> Direction: Copy out all of the material exactly.

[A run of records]
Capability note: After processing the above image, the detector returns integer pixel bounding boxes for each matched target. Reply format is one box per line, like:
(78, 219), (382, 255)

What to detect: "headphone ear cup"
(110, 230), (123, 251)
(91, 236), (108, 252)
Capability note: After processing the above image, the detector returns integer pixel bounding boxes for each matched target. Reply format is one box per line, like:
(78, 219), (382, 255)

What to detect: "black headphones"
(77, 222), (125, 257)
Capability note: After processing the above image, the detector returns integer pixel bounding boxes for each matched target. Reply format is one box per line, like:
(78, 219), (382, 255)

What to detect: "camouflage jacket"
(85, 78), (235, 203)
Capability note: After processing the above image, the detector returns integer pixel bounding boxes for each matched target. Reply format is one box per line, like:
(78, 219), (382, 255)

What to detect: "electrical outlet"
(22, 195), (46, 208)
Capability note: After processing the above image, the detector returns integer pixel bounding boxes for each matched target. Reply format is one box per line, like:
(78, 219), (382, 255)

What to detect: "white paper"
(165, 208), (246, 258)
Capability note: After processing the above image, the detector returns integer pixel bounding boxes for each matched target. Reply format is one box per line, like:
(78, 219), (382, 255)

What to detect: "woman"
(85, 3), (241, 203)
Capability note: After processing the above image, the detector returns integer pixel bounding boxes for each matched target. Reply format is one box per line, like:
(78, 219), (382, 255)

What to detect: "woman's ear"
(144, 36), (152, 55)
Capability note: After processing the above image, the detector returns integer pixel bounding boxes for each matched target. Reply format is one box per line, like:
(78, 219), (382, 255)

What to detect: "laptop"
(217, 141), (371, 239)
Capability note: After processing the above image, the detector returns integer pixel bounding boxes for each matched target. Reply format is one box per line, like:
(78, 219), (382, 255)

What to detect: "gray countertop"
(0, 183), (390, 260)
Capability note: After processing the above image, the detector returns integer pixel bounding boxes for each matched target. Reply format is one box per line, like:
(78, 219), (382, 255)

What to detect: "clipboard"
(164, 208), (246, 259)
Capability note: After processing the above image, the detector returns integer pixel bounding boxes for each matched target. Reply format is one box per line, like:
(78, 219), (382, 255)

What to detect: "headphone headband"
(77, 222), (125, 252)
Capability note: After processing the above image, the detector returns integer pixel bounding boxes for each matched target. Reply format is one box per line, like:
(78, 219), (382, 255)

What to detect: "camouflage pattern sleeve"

> Output of the exercise:
Capability note: After processing the above image, the detector returns integer pixel bounding boxes for each matched target. Reply format is one box per line, like:
(78, 219), (382, 255)

What to detect: "headphone ear cup"
(110, 230), (123, 251)
(91, 236), (108, 252)
Capability note: After processing the above image, the detector returns integer pixel bounding boxes for each matched target. Reply format is one box per line, like:
(78, 219), (382, 255)

What to detect: "black headphones"
(77, 222), (125, 257)
Capability note: After processing the above image, the detector returns integer pixel bounding boxes for each matched target. Reply format is one box per line, like:
(78, 219), (382, 255)

What to detect: "camouflage jacket"
(85, 78), (235, 203)
Capability note: After processing the above image, the detector returns integer pixel bounding boxes for each matched target. Reply format is one box per line, like:
(78, 219), (382, 255)

What to detect: "electrical outlet"
(22, 195), (46, 208)
Capability note: After processing the above image, the detector returns integer pixel bounding boxes for each matched target. Reply format is one box per line, like:
(78, 219), (382, 255)

What to detect: "white paper"
(165, 208), (246, 258)
Capability note: After processing the above image, the detector returns integer pixel bounding boxes for each matched target. Reply format is one box per line, like:
(78, 219), (382, 255)

What to detect: "woman"
(85, 3), (241, 203)
Capability note: After processing the above image, the detector returns integer pixel bounding boxes for each matched target. Reply format is one box per line, like:
(78, 219), (382, 255)

What to detect: "woman's ear"
(144, 36), (152, 55)
Capability note: After processing the above image, the detector returns integer pixel bounding boxes for each matched target. Reply format is one box per line, like:
(78, 219), (382, 255)

What to detect: "laptop"
(217, 141), (371, 239)
Capability note: After processing the above image, the detector returns integer pixel bounding boxes for each matched target. Reply format is one box per line, like:
(78, 219), (382, 255)

What to detect: "gray countertop"
(0, 183), (390, 260)
Capability note: After processing the above image, the detector returns integer pixel bounding boxes for each matched target. Reply format is one box per line, like:
(78, 219), (382, 255)

What to detect: "clipboard"
(164, 208), (246, 259)
Capability note: After processing the above image, the detector returns integer pixel bounding boxes for each matched target. Reply format is one box per line, like:
(78, 219), (382, 255)

What to detect: "headphone headband"
(77, 222), (125, 252)
Capability note: After processing the above image, the detector returns integer pixel bounding boxes for each matched target. Reply format is one box per line, like:
(78, 219), (382, 255)

What to detect: "camouflage pattern sleeve"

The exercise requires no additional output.